DESCRIPTION OF THE TASK:
The material below contains a line with "Exercise. Tag the blurred green" and a line with "x=278, y=86". Copy exactly those two lines and all lines between them.

RECORDS PROVIDED:

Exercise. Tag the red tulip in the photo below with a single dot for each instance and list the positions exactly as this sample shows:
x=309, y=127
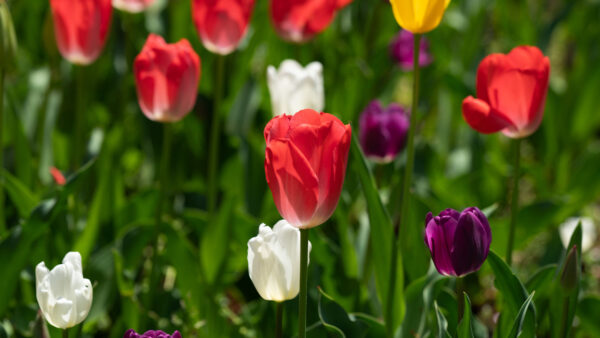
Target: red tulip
x=81, y=28
x=305, y=165
x=300, y=20
x=166, y=77
x=221, y=24
x=511, y=93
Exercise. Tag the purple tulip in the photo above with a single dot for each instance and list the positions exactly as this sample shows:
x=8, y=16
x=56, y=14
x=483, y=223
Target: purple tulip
x=459, y=242
x=151, y=334
x=383, y=131
x=401, y=50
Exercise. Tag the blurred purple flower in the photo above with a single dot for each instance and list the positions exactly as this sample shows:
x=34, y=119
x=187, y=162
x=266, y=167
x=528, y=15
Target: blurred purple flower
x=401, y=50
x=383, y=131
x=151, y=334
x=459, y=242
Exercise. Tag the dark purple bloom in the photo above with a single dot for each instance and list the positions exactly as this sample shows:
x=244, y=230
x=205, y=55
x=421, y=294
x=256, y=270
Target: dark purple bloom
x=383, y=131
x=151, y=334
x=401, y=50
x=459, y=242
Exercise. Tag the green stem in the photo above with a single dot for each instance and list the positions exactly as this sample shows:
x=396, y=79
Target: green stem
x=404, y=206
x=564, y=329
x=279, y=320
x=514, y=203
x=212, y=182
x=2, y=220
x=163, y=178
x=303, y=283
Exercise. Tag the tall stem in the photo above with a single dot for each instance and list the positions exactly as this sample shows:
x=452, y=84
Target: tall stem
x=279, y=320
x=163, y=173
x=2, y=221
x=303, y=283
x=514, y=203
x=408, y=169
x=212, y=182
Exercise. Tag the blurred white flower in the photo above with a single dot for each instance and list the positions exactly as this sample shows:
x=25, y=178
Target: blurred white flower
x=63, y=295
x=588, y=231
x=294, y=88
x=274, y=261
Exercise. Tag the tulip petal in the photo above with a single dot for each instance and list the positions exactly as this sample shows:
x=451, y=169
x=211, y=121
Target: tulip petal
x=480, y=116
x=293, y=182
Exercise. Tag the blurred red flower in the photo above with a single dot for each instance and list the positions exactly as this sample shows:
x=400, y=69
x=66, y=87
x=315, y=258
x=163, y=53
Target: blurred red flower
x=81, y=28
x=221, y=24
x=511, y=93
x=166, y=77
x=300, y=20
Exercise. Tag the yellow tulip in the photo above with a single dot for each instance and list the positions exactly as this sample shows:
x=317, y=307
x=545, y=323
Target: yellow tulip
x=419, y=16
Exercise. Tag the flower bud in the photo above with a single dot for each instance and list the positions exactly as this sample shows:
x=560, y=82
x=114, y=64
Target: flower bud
x=383, y=131
x=293, y=87
x=166, y=78
x=8, y=40
x=459, y=242
x=569, y=276
x=274, y=261
x=402, y=50
x=151, y=334
x=63, y=295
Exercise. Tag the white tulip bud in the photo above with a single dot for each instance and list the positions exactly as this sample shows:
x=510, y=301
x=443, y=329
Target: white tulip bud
x=274, y=261
x=294, y=88
x=588, y=231
x=63, y=295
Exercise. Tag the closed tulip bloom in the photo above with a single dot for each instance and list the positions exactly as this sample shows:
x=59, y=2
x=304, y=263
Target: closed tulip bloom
x=63, y=295
x=511, y=93
x=419, y=16
x=402, y=49
x=151, y=334
x=166, y=78
x=459, y=242
x=383, y=131
x=305, y=165
x=81, y=28
x=300, y=20
x=274, y=261
x=221, y=24
x=293, y=87
x=132, y=6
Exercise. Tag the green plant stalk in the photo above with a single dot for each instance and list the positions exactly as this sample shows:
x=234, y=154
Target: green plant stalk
x=408, y=169
x=279, y=320
x=212, y=181
x=514, y=203
x=564, y=330
x=164, y=177
x=303, y=283
x=2, y=220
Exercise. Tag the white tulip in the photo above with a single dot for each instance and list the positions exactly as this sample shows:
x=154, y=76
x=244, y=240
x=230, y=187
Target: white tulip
x=588, y=231
x=294, y=88
x=274, y=261
x=64, y=296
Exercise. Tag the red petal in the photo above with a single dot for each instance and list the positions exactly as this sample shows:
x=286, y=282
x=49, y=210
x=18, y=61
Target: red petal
x=479, y=115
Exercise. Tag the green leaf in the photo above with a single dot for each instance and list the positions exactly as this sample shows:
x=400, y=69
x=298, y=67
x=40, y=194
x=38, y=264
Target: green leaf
x=382, y=235
x=215, y=243
x=419, y=296
x=465, y=327
x=512, y=290
x=518, y=323
x=21, y=196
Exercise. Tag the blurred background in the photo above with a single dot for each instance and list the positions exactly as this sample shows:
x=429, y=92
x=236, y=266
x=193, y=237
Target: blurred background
x=201, y=286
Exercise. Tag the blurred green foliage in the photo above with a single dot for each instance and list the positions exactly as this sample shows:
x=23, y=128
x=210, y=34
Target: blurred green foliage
x=194, y=276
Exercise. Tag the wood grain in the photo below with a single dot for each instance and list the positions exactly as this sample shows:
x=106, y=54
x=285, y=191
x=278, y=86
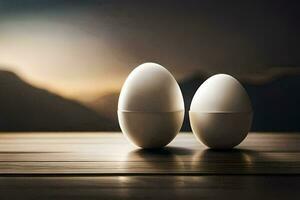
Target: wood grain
x=150, y=187
x=105, y=166
x=110, y=153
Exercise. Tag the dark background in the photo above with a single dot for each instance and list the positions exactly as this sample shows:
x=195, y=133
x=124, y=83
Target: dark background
x=63, y=62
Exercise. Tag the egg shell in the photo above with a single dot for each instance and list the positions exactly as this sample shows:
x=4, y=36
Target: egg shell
x=221, y=112
x=150, y=107
x=150, y=88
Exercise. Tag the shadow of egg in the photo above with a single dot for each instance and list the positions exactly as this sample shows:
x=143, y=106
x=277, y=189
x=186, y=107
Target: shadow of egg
x=232, y=161
x=166, y=160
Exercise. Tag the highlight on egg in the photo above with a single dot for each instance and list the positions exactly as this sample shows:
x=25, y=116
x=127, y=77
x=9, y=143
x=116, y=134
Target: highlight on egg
x=221, y=112
x=150, y=106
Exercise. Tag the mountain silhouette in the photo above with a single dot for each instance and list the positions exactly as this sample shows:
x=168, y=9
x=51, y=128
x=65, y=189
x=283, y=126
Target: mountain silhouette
x=276, y=101
x=27, y=108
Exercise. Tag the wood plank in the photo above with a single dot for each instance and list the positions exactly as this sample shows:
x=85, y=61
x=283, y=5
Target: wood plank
x=151, y=187
x=110, y=153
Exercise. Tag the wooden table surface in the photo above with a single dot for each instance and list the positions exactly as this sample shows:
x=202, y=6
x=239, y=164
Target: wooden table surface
x=105, y=166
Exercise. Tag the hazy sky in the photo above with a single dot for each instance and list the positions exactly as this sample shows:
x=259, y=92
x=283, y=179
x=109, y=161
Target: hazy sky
x=82, y=49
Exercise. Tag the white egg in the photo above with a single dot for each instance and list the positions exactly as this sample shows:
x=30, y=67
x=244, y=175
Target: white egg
x=150, y=107
x=221, y=112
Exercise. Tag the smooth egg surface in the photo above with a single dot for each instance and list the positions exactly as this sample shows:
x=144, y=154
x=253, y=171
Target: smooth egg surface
x=150, y=107
x=221, y=112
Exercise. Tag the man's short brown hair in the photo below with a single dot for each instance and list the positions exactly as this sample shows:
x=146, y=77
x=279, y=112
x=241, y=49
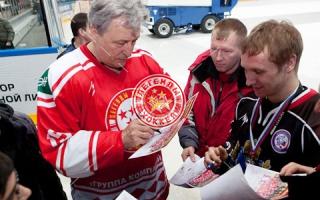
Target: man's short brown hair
x=281, y=39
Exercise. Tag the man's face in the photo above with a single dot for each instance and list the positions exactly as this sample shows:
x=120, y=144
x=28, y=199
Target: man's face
x=113, y=47
x=266, y=79
x=225, y=53
x=15, y=191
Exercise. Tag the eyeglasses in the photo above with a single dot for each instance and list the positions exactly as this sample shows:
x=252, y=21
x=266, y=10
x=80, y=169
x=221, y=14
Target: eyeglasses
x=223, y=52
x=16, y=191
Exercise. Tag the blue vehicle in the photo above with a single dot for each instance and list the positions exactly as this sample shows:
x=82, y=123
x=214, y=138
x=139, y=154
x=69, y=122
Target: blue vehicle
x=168, y=18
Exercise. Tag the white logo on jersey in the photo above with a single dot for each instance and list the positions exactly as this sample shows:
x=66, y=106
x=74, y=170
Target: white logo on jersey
x=120, y=112
x=244, y=119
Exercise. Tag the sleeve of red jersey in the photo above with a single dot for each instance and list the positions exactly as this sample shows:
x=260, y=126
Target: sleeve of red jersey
x=74, y=152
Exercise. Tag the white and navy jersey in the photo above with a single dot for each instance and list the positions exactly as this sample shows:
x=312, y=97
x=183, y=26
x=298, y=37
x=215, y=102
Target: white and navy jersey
x=293, y=137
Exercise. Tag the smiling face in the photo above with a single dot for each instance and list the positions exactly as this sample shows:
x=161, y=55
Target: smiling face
x=225, y=52
x=266, y=78
x=115, y=45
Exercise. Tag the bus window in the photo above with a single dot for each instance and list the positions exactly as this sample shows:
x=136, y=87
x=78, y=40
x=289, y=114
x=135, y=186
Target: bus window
x=25, y=17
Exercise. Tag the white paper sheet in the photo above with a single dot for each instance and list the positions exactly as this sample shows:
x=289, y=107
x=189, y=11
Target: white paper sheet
x=161, y=138
x=193, y=174
x=233, y=185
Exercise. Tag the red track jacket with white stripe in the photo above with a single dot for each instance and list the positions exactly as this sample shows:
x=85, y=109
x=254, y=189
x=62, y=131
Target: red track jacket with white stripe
x=82, y=107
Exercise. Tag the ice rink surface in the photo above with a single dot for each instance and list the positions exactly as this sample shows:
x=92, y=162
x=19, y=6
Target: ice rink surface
x=175, y=54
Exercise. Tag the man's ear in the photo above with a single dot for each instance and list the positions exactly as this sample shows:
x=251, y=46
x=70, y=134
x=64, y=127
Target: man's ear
x=291, y=63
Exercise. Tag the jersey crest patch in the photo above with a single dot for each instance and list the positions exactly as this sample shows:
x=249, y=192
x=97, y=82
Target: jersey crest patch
x=120, y=111
x=158, y=101
x=280, y=141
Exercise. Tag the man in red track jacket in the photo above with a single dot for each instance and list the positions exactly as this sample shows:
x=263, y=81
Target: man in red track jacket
x=85, y=116
x=219, y=79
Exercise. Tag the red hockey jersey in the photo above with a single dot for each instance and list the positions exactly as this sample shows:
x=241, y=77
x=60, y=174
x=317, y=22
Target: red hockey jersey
x=82, y=107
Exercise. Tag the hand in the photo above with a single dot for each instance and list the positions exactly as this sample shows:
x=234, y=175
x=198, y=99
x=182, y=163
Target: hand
x=136, y=134
x=293, y=168
x=189, y=151
x=216, y=155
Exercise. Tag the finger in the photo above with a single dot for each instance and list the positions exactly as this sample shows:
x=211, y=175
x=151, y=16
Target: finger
x=222, y=153
x=214, y=155
x=184, y=155
x=192, y=155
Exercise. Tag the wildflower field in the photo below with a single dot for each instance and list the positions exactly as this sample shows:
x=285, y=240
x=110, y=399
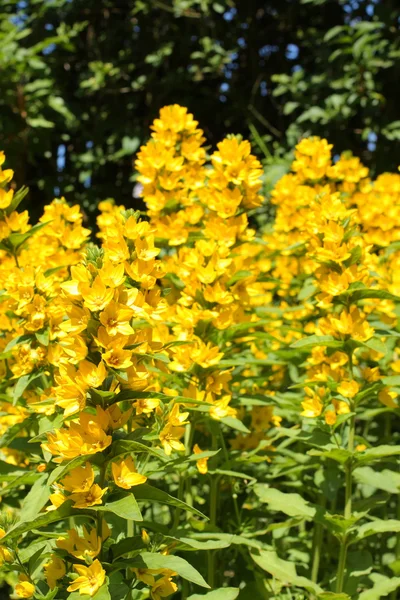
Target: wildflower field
x=197, y=403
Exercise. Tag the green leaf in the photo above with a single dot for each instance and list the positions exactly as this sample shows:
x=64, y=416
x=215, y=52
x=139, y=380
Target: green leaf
x=149, y=493
x=101, y=594
x=121, y=447
x=340, y=455
x=149, y=560
x=189, y=544
x=35, y=499
x=353, y=296
x=292, y=505
x=10, y=434
x=372, y=454
x=124, y=506
x=235, y=424
x=23, y=382
x=283, y=570
x=333, y=596
x=126, y=546
x=220, y=594
x=392, y=380
x=386, y=480
x=378, y=526
x=382, y=587
x=317, y=340
x=43, y=519
x=376, y=344
x=17, y=239
x=20, y=339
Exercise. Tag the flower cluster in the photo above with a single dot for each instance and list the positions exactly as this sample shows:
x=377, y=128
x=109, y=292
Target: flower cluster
x=162, y=386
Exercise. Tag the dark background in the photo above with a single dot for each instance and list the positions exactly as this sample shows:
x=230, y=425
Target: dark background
x=81, y=81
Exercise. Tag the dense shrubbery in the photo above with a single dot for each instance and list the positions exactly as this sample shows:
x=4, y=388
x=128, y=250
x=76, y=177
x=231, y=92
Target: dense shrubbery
x=193, y=363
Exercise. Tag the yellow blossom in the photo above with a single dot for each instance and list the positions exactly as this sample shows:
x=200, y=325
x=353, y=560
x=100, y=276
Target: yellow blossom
x=125, y=474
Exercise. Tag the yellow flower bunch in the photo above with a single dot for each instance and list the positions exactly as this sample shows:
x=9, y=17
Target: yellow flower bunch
x=198, y=372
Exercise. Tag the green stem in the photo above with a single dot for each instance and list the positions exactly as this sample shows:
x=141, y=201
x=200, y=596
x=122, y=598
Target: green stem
x=102, y=478
x=347, y=508
x=213, y=517
x=341, y=566
x=181, y=489
x=317, y=545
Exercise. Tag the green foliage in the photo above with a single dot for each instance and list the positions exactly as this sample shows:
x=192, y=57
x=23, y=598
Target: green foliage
x=80, y=86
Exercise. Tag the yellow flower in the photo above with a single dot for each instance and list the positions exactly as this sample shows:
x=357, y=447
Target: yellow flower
x=170, y=436
x=201, y=464
x=330, y=417
x=387, y=397
x=91, y=374
x=79, y=479
x=206, y=355
x=117, y=358
x=91, y=497
x=5, y=198
x=312, y=406
x=96, y=296
x=125, y=474
x=5, y=555
x=146, y=405
x=115, y=318
x=221, y=409
x=361, y=447
x=176, y=418
x=89, y=579
x=348, y=389
x=81, y=547
x=162, y=588
x=342, y=408
x=54, y=570
x=24, y=589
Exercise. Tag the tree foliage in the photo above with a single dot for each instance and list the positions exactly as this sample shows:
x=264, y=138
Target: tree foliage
x=82, y=81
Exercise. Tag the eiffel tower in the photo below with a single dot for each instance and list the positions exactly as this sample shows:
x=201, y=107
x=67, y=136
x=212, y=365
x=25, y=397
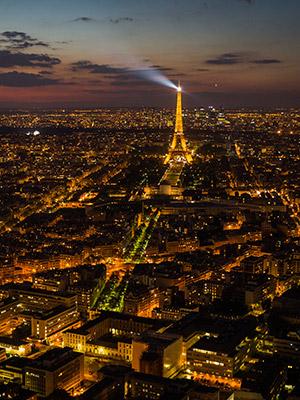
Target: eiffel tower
x=178, y=150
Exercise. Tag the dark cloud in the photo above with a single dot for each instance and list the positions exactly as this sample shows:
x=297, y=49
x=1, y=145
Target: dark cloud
x=95, y=82
x=22, y=79
x=16, y=40
x=84, y=19
x=9, y=60
x=160, y=68
x=45, y=73
x=267, y=61
x=96, y=91
x=97, y=68
x=239, y=58
x=123, y=19
x=131, y=82
x=227, y=59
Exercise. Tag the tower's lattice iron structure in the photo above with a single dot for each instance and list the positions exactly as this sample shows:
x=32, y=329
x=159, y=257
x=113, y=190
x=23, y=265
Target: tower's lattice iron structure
x=178, y=150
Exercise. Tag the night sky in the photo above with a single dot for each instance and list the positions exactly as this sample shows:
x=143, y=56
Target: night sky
x=98, y=53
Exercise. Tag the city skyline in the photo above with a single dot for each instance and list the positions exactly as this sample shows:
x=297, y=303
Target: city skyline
x=97, y=54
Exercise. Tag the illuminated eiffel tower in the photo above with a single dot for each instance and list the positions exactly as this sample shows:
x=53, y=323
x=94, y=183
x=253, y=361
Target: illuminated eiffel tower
x=178, y=150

TASK RESULT:
Exercise. Tag the blurred green foliage in the photo above with a single dot for each instance and list the positions exactly as this sample shows:
x=23, y=128
x=210, y=34
Target: blurred green foliage
x=194, y=276
Exercise. Tag the wood grain in the photo below with a single dot for each instance and list the positions exactly as this sample shows:
x=106, y=54
x=285, y=191
x=278, y=86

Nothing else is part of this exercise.